* _TASK GOAL_:
Copy out these lines word for word, leaving nothing out.

Bounding-box records:
================

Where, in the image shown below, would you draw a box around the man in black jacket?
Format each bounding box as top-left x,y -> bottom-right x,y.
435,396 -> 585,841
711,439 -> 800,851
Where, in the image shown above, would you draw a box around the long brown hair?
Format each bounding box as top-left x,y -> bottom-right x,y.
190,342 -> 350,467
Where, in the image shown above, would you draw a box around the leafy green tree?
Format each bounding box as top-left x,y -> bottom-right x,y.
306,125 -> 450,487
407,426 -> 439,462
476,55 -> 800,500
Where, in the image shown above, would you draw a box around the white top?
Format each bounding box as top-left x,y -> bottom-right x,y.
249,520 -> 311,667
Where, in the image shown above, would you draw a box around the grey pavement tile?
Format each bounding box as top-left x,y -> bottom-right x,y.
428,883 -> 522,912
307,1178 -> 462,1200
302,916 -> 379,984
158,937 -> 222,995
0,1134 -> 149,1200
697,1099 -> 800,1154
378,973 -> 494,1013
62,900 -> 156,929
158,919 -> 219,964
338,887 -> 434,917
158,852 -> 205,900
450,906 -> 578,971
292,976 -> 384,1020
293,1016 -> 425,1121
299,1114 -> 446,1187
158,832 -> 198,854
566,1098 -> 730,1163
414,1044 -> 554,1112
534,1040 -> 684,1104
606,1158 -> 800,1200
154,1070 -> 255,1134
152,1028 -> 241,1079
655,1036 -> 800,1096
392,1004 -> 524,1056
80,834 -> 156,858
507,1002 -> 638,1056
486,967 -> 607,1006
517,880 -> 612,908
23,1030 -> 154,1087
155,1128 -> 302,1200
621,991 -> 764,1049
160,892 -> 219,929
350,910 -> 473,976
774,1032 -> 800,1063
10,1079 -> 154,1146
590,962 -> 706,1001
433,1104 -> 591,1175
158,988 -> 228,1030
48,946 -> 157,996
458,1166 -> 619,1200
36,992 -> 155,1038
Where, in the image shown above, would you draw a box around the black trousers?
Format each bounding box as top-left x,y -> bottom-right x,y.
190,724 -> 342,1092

================

* _CORRECT RESPONSE_:
Where, in the image shown below, would you draw a box around the man in black jacket?
Format each bounding box as top-left x,y -> bottom-right x,y.
435,396 -> 585,841
711,439 -> 800,851
Where, in the image shown above, would you draw a box around the long brown hair?
Format each bounding box as top-left x,y -> bottom-right x,y.
190,342 -> 350,467
Where, in the image shown above, would you draw a box around the leafy green tree?
Format each bounding box as top-left x,y -> bottom-right x,y.
306,125 -> 450,487
407,426 -> 439,462
476,55 -> 800,500
Where, in the image shown above, would you draw a box around the white top?
Format each bounding box as top-left x,y -> bottom-right x,y.
249,520 -> 311,667
Where, in the image shown above, would you draw a box around the grey pavement tile?
Format each bounding box as top-left x,y -> bottom-right x,y.
428,883 -> 522,912
307,1178 -> 462,1200
302,916 -> 379,984
158,937 -> 222,995
0,1134 -> 149,1200
697,1099 -> 800,1154
378,973 -> 494,1013
62,900 -> 156,929
158,919 -> 219,964
338,887 -> 434,917
158,852 -> 205,900
450,906 -> 578,971
292,976 -> 384,1020
293,1016 -> 425,1121
299,1114 -> 446,1187
158,832 -> 198,854
566,1098 -> 730,1163
414,1044 -> 554,1112
534,1040 -> 684,1104
606,1158 -> 800,1200
154,1070 -> 255,1134
152,1028 -> 241,1079
655,1036 -> 800,1096
392,1004 -> 524,1056
80,834 -> 156,858
507,1002 -> 638,1056
486,967 -> 607,1006
517,880 -> 612,908
23,1030 -> 154,1087
155,1128 -> 302,1200
621,991 -> 764,1049
160,892 -> 219,929
350,910 -> 473,976
774,1032 -> 800,1063
10,1079 -> 154,1146
590,962 -> 706,1001
433,1104 -> 591,1175
158,988 -> 228,1030
48,946 -> 157,996
458,1166 -> 619,1200
36,992 -> 155,1038
Where, in the image shown above, would you draw a box around the black trousers?
Format each bounding box as top-left x,y -> bottom-right x,y.
190,724 -> 342,1092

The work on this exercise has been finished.